[SUPPLIED RECORDS Boundary: Start]

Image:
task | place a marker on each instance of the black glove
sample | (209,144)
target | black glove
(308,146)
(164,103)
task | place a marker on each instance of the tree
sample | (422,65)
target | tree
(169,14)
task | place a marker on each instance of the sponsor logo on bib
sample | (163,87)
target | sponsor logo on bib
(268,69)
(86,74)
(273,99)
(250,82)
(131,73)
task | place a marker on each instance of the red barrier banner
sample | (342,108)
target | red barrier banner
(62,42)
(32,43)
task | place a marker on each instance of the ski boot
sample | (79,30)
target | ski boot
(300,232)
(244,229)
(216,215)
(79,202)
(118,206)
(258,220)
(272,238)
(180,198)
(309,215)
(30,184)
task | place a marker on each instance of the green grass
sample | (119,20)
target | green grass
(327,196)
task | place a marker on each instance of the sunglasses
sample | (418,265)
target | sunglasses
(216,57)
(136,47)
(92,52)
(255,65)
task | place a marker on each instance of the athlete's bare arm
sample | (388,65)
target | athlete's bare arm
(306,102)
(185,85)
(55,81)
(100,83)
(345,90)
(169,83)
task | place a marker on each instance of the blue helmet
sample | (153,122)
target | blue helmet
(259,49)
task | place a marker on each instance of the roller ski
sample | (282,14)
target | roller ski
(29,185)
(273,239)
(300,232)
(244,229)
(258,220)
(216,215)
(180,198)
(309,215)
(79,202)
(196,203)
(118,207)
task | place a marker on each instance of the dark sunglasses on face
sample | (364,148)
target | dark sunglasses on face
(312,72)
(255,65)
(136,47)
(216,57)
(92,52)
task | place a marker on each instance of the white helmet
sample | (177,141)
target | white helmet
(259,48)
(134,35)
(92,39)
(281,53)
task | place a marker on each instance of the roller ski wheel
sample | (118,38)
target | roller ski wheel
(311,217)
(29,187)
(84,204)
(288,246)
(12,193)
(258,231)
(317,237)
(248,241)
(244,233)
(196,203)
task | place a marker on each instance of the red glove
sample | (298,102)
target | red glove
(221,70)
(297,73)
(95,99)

[SUPPLIED RECORDS Boundary: End]

■ **TASK DESCRIPTION**: Make an exact copy of every line in the data.

■ **RESULT OF THE EXERCISE**:
Image:
task | place a marker on each instance of the black glove
sample | (209,144)
target | black glove
(308,146)
(164,103)
task | place a marker on each instance of the tree
sample | (422,65)
target | tree
(169,14)
task | place a marker on each instance of the sponsor logo on bib
sample | (163,87)
target | sponsor logo on bib
(268,69)
(86,74)
(273,99)
(250,82)
(131,73)
task | place a marker on each instance of the red barrier banner
sample | (342,108)
target | red barrier banner
(62,42)
(32,43)
task | place a marker on each instance of the ski boot
sample | (79,30)
target | ski boot
(300,232)
(244,229)
(216,215)
(79,202)
(118,206)
(258,220)
(272,238)
(180,198)
(309,215)
(30,184)
task | place a marker on each instance of the green grass
sample | (119,20)
target | green grass
(327,196)
task | place a marker on each instance of the sunglasses
sample | (418,265)
target | sunglasses
(216,57)
(136,47)
(92,52)
(255,65)
task | place a marker on each instance of the athlete's bare arm
sample | (388,65)
target | athlete's bare arm
(306,102)
(185,85)
(55,81)
(100,83)
(345,90)
(169,83)
task | place a marker on each instance of the blue helmet
sample | (153,122)
target | blue helmet
(259,49)
task | place a marker on each instance of the roller ski
sample | (282,14)
target | roller ski
(29,185)
(273,239)
(300,232)
(244,229)
(258,220)
(216,215)
(180,198)
(309,215)
(79,202)
(196,203)
(118,207)
task | place a marker on each instance of the dark sunglasses on face
sample | (364,148)
target | dark sunglasses on face
(312,72)
(255,65)
(136,47)
(216,57)
(92,52)
task | place a marker on each instance of the white helmet
sample | (177,141)
target | white helmet
(259,48)
(134,35)
(92,39)
(281,53)
task | place a marker on each instance of the roller ski wheel
sample | (118,38)
target | roller ski wheel
(311,217)
(29,187)
(84,204)
(288,246)
(12,193)
(258,231)
(317,237)
(248,241)
(244,233)
(196,203)
task | place a marker on each instance of the red glove
sample | (298,102)
target | red glove
(221,70)
(297,73)
(95,99)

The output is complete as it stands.